Zimmer quotes a researcher who warns that the studies must be replicated in humans before drawing too many conclusions, including potentially clinically relevant ones:

Hannah D. Holscher, a nutrition scientist at the University of Illinois who was not involved in the new studies, said that the results on mice need to be put to the test in humans. But it’s much harder to run such studies on people.

So studies in mice are easier to do and give researchers clues about underlying biology. However, experimental approaches that work in mice face long odds in carrying over to humans. A systematic review of animal intervention studies found that only one-third translated to successful interventions in people. And those that bridged the gap took an average of 14 years to make it to people.

A mouse study complements human diet studies in The Wall Street Journal

A health story about a dieting strategy, A Diet Strategy That Counts Time, Not Calorieswritten by columnist Sumathi Reddy, examines a suite of clinical research studies in which participants restricted meals to a 10- or 12-hour block of time each day and experienced weight loss, lower blood pressure, and healthier glucose levels.

* _Records provided_:
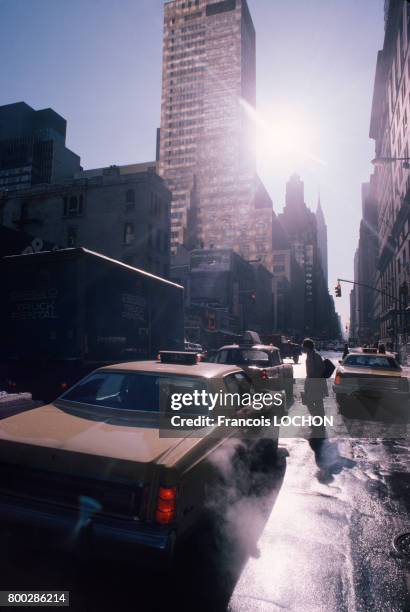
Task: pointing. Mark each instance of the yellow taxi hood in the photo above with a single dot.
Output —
(54, 428)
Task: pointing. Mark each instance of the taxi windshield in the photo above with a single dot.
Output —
(380, 362)
(253, 357)
(137, 391)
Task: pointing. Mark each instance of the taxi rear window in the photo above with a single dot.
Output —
(371, 361)
(138, 391)
(243, 357)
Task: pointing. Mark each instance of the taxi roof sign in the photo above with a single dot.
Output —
(180, 357)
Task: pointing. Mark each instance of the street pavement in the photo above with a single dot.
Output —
(316, 534)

* _What you are asked to do_: Restate the excerpt on mouse studies with "mice" switched to "rats", beginning at the words "Hannah D. Holscher, a" and stopping after "it to people.".

* _Exercise response_:
Hannah D. Holscher, a nutrition scientist at the University of Illinois who was not involved in the new studies, said that the results on rats need to be put to the test in humans. But it’s much harder to run such studies on people.

So studies in rats are easier to do and give researchers clues about underlying biology. However, experimental approaches that work in rats face long odds in carrying over to humans. A systematic review of animal intervention studies found that only one-third translated to successful interventions in people. And those that bridged the gap took an average of 14 years to make it to people.